Prompt: How many lines of the material below contain the word "embankment"? Reply with the number alone.
▬▬▬
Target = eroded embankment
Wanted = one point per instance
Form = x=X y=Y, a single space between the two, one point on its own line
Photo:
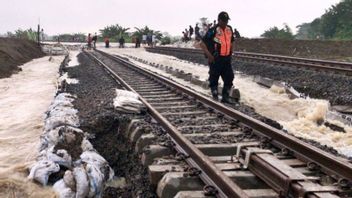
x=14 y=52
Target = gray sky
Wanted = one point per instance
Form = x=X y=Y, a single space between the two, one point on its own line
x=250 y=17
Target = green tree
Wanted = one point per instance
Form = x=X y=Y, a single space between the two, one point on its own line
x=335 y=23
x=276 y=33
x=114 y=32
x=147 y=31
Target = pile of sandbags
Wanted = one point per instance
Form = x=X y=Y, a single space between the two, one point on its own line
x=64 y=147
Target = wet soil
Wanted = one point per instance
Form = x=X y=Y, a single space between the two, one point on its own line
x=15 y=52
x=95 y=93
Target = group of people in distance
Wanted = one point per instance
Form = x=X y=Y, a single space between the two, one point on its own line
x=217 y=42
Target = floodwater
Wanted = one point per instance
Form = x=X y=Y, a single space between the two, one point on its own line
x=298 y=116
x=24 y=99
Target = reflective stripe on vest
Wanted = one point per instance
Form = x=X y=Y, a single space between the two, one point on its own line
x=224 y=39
▬▬▬
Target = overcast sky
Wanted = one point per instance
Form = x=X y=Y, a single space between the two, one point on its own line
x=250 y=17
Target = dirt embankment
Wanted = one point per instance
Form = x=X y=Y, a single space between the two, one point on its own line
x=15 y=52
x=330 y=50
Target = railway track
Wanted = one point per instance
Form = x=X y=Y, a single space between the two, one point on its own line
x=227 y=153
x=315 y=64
▬▬▬
Expected answer: 2